__TU TAREA__
Responde según el texto de estudio:
1. ¿Por qué no se levantó Tycho Brahe en medio del banquete?
2. ¿Cuáles eran las dos opciones de quien sufría una infección en un miembro en épocas preantibióticas?
3. ¿Con qué dirigía su orquesta Jean-Baptiste Lully?

__TEXTO DE ESTUDIO__
# # #
El protocolo también puede ser mortal de necesidad, como aconteció con Tycho Brahe, astrónomo y danés —aunque no en ese orden—, quien no se levantó a desbeber en medio de un banquete porque no le parecía decoroso y agarró una uremia que se lo llevó al otro barrio en unos pocos días.
En épocas preantibióticas, la gangrena era una causa de muerte bastante común a la vez que maloliente. Se te podía infectar un miembro por menos de nada y entonces tus opciones se reducían a dos: la fosa o el serrucho, si lo cogías a tiempo. El compositor Jean-Baptiste Lully dirigía su orquesta con una varilla de hierro. En un movimiento brusco del brazo (para amenazar a un violinista que estaba medio dormido y entraba siempre tarde) la vara se le escapó de la mano, le cayó en el dedo gordo del pie y le hizo una herida que se le gangrenó, pues aquello sucedió un 14 de septiembre y Lully no tenía costumbre de bañarse hasta primeros de mes.
# # #
__DATOS PROPORCIONADOS__
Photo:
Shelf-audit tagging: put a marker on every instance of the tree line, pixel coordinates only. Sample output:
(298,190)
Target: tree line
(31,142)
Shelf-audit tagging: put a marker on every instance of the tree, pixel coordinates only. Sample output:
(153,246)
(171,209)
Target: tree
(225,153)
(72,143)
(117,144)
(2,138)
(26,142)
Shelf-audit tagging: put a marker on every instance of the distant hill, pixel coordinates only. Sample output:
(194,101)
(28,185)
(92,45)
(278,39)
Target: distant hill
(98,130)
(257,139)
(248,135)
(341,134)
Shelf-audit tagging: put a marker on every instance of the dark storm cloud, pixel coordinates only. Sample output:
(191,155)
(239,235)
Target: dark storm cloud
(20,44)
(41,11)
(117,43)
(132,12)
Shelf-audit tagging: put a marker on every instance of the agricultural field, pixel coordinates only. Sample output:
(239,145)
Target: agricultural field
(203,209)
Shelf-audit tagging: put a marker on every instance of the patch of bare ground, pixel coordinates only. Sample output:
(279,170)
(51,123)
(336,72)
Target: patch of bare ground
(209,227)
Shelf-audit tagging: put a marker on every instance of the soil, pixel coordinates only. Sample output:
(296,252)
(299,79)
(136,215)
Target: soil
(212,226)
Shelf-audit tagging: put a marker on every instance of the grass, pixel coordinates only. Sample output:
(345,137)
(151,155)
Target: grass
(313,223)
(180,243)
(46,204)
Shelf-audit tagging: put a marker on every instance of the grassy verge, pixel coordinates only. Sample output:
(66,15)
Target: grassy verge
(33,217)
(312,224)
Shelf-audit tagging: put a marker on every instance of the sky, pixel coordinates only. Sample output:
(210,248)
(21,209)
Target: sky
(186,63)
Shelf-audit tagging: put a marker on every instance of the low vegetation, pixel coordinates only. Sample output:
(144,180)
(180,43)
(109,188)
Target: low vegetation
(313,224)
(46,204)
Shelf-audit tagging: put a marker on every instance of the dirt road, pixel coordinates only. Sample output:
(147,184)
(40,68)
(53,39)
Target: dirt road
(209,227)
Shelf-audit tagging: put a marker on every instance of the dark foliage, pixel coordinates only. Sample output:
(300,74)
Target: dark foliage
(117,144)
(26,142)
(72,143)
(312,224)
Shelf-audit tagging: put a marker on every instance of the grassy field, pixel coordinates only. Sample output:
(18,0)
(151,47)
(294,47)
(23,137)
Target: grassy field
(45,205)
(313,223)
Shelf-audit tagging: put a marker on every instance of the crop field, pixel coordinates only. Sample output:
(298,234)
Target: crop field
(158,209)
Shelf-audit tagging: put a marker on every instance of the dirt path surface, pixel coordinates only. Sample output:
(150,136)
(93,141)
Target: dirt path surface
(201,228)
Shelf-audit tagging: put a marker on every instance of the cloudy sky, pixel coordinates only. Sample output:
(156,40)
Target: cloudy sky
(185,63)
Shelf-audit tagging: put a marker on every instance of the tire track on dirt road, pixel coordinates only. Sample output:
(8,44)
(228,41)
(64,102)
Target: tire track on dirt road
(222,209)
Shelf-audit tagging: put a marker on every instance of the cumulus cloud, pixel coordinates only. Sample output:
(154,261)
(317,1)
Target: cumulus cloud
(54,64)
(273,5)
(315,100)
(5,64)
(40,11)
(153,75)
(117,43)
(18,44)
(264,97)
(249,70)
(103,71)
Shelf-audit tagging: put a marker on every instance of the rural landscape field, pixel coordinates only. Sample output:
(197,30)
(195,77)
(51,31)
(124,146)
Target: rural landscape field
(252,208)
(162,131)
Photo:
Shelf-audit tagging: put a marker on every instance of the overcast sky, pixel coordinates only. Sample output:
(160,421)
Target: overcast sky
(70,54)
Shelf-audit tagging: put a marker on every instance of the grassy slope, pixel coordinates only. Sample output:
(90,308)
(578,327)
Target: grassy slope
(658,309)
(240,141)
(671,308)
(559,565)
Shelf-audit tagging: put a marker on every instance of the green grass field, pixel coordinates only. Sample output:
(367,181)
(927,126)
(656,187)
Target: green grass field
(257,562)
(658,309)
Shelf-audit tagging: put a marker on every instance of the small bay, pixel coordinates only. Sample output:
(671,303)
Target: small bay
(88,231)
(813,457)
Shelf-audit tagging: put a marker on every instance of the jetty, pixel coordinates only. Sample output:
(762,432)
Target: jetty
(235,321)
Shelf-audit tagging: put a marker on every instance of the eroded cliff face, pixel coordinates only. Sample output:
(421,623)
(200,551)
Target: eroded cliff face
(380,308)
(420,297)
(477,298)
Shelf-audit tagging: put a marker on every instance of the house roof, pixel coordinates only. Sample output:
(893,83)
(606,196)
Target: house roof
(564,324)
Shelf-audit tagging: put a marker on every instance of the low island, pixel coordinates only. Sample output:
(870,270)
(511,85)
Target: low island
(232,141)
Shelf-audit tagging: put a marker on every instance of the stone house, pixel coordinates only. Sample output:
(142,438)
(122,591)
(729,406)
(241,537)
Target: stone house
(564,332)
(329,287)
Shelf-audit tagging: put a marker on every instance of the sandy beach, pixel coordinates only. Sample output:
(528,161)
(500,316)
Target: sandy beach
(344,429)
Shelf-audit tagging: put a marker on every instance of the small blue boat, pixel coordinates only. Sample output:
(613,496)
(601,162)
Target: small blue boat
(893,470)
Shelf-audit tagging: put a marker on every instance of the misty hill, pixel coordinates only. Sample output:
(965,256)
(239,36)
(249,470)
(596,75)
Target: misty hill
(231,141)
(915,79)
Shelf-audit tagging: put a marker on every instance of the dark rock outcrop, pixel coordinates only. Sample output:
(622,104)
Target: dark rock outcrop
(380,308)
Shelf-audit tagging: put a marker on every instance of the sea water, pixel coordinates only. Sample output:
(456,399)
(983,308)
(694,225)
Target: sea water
# # #
__SOLUCIÓN__
1. Porque no le parecía decoroso.
2. La fosa o el serrucho, si se cogía a tiempo.
3. Con una varilla de hierro.